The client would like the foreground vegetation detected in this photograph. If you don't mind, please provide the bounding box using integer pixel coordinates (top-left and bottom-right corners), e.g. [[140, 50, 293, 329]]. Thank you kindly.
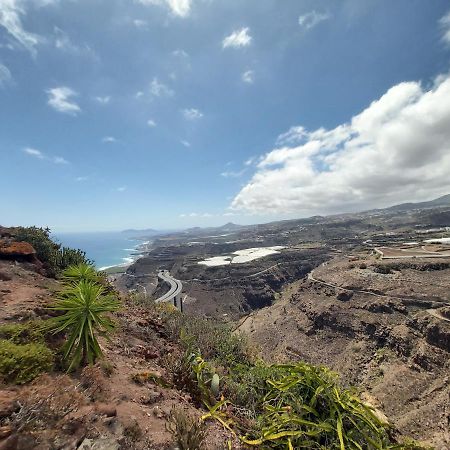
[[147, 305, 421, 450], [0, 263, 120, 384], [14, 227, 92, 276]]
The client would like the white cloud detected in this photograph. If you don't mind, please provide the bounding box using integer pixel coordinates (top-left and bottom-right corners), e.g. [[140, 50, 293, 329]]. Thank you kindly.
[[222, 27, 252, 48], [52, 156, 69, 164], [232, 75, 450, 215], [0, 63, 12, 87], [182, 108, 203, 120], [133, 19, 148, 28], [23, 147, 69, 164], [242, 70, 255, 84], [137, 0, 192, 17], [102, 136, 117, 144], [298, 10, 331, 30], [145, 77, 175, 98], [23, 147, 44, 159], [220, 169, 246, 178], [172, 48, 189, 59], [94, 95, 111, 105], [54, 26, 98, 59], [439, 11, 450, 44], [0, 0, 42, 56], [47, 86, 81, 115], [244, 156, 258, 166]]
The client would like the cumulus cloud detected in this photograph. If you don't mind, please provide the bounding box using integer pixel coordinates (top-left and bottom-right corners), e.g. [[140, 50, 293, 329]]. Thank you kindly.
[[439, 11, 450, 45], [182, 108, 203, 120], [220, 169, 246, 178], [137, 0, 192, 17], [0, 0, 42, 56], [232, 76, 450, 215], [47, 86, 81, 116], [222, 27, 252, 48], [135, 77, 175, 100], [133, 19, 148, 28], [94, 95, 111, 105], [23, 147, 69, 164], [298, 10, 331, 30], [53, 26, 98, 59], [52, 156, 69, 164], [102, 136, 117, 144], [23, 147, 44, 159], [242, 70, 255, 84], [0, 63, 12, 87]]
★ ★ ★ ★
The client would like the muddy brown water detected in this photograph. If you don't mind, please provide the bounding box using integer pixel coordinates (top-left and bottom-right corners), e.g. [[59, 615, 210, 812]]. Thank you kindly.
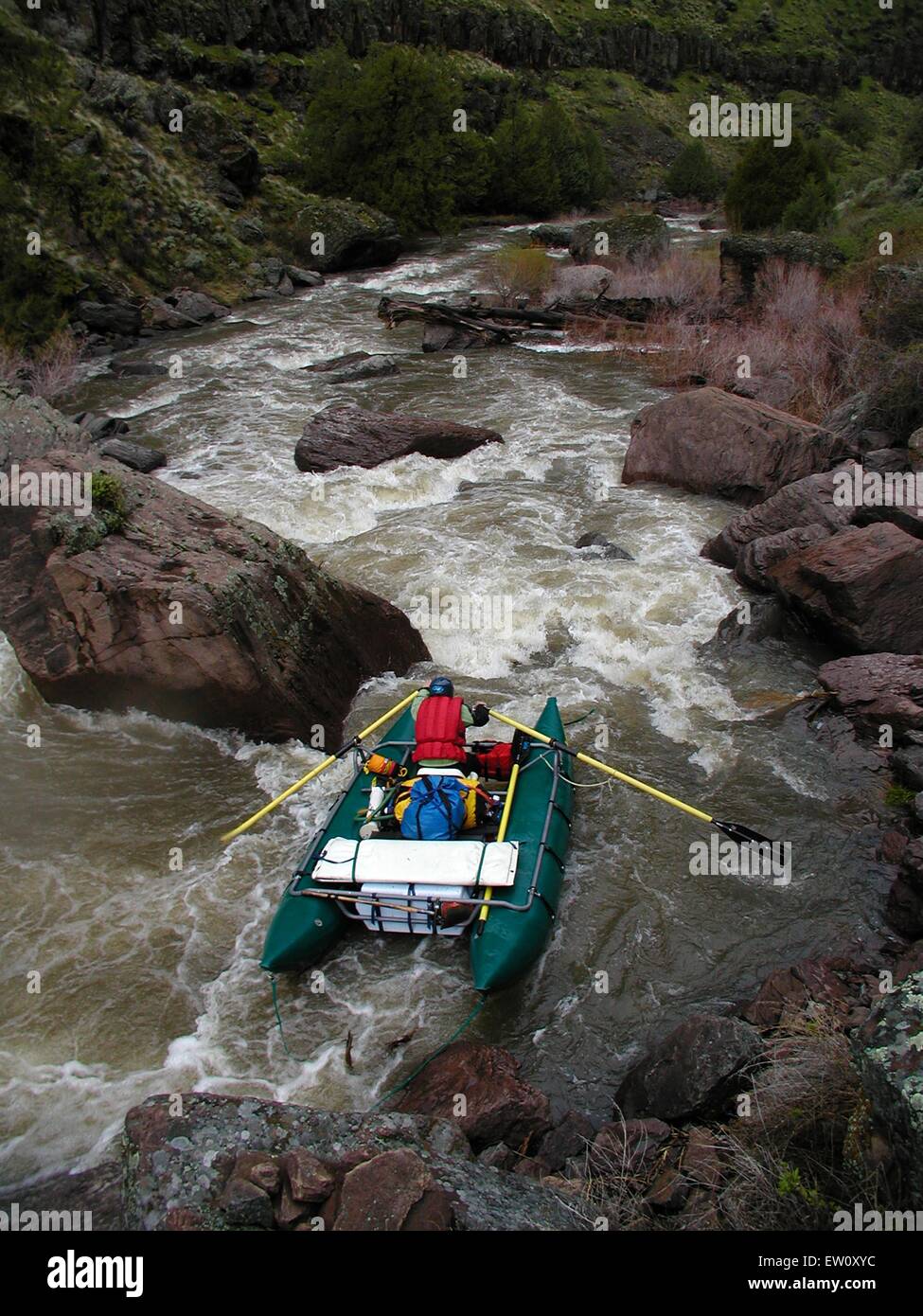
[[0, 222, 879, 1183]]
★ ★ ★ ★
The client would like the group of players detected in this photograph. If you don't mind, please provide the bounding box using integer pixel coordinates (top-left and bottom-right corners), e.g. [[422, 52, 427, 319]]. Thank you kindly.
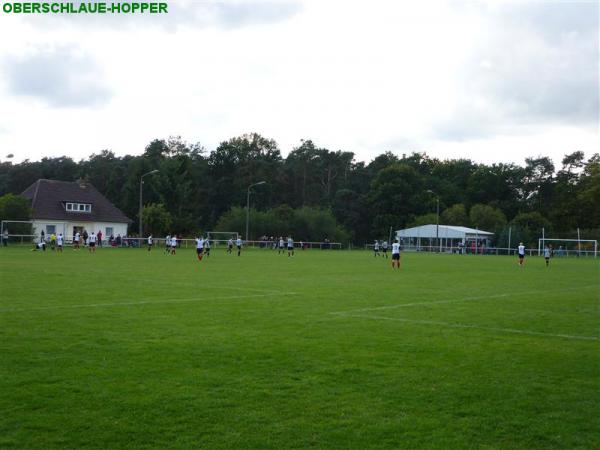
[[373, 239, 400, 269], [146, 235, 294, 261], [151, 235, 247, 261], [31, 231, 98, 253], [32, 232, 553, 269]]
★ ★ ★ ★
** Written instruction **
Arrange everything in the records from the line containing "The client would like the foreground" down to the line containing "227, 92, 276]]", both included, as a JSON list of strings with one string per line and no blank lines. Omit the picture from the list.

** Solved problem **
[
  "The client would like the foreground vegetation detected in this photograph. If you don't mind, please provide the bounding box using integer pixel coordinates (top-left and bottom-right corners), e.g. [[140, 50, 293, 329]]. Thank you kindly.",
  "[[147, 305, 421, 450], [0, 263, 120, 384], [14, 227, 92, 276]]"
]